Data supplied:
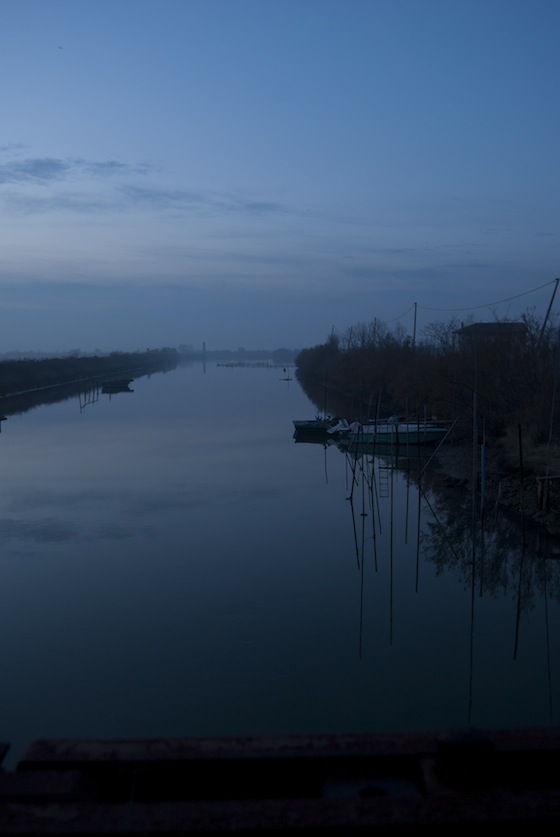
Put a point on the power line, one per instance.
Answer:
(489, 304)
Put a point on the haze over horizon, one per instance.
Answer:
(249, 173)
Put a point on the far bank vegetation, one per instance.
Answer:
(505, 371)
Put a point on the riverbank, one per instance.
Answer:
(530, 493)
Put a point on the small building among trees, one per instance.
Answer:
(477, 333)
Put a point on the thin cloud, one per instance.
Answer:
(48, 170)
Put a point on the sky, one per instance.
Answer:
(259, 173)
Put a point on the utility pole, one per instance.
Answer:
(548, 313)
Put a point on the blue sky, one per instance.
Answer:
(254, 172)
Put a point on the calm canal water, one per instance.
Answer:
(174, 564)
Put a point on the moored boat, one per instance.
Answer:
(320, 427)
(395, 432)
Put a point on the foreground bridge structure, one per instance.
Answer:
(379, 784)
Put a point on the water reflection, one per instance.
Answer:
(173, 564)
(403, 503)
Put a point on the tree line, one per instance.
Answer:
(24, 375)
(455, 370)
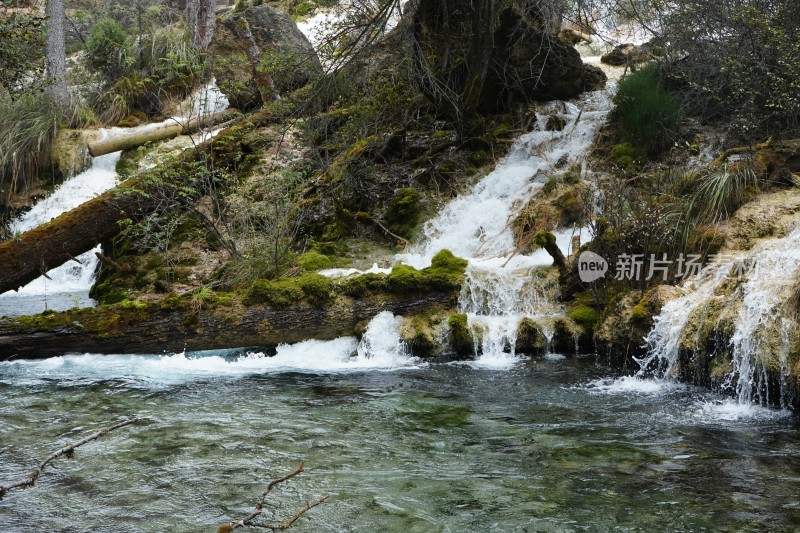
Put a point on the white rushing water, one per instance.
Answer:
(379, 350)
(501, 288)
(763, 332)
(75, 278)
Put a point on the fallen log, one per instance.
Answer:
(28, 256)
(176, 325)
(125, 139)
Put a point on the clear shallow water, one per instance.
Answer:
(549, 445)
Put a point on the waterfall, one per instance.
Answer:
(68, 285)
(753, 288)
(499, 289)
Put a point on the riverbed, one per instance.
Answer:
(546, 445)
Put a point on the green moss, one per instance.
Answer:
(446, 271)
(317, 288)
(418, 334)
(587, 317)
(627, 157)
(277, 293)
(403, 212)
(173, 302)
(359, 286)
(461, 339)
(405, 279)
(530, 338)
(313, 261)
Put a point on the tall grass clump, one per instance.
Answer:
(721, 192)
(646, 112)
(30, 123)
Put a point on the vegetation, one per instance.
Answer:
(647, 114)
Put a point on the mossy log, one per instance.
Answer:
(138, 136)
(176, 324)
(28, 256)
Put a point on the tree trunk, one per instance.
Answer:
(201, 21)
(113, 329)
(25, 258)
(56, 55)
(134, 137)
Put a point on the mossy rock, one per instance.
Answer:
(461, 339)
(359, 286)
(418, 334)
(313, 261)
(446, 271)
(277, 293)
(405, 279)
(317, 288)
(585, 316)
(403, 212)
(530, 338)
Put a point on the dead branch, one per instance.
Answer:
(286, 524)
(68, 450)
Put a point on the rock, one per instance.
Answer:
(557, 74)
(573, 36)
(628, 54)
(259, 51)
(621, 334)
(70, 153)
(531, 340)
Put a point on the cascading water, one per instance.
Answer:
(762, 332)
(68, 285)
(501, 288)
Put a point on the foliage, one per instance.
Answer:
(30, 124)
(723, 191)
(108, 49)
(737, 61)
(646, 112)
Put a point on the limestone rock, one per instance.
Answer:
(261, 52)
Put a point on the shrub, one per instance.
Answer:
(646, 112)
(108, 48)
(722, 192)
(30, 124)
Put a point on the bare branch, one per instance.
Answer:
(286, 524)
(68, 450)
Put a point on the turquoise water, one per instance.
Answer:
(549, 445)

Your objective: Rewrite the stretch from "Put a point on the rock, one per instance." through the end of the data, changing "cascading water" to "falling water" and keeping everything else the same.

Final result:
Put a point on the rock, one per instance.
Answer:
(557, 74)
(573, 36)
(628, 54)
(259, 51)
(621, 334)
(70, 153)
(531, 340)
Put a point on the falling water, one per instance.
Answer:
(762, 332)
(68, 285)
(501, 288)
Put a point on the foliage, one per instance.
Answer:
(30, 124)
(723, 191)
(108, 49)
(737, 61)
(646, 112)
Put a point on the limestone rock, one per instance.
Answer:
(261, 52)
Put a point on the shrub, one per instance.
Answer:
(646, 112)
(108, 48)
(722, 192)
(30, 124)
Put a point on the bare branch, one per instance.
Answer:
(286, 524)
(68, 450)
Put a point on the turquoise water, one per instance.
Answer:
(549, 445)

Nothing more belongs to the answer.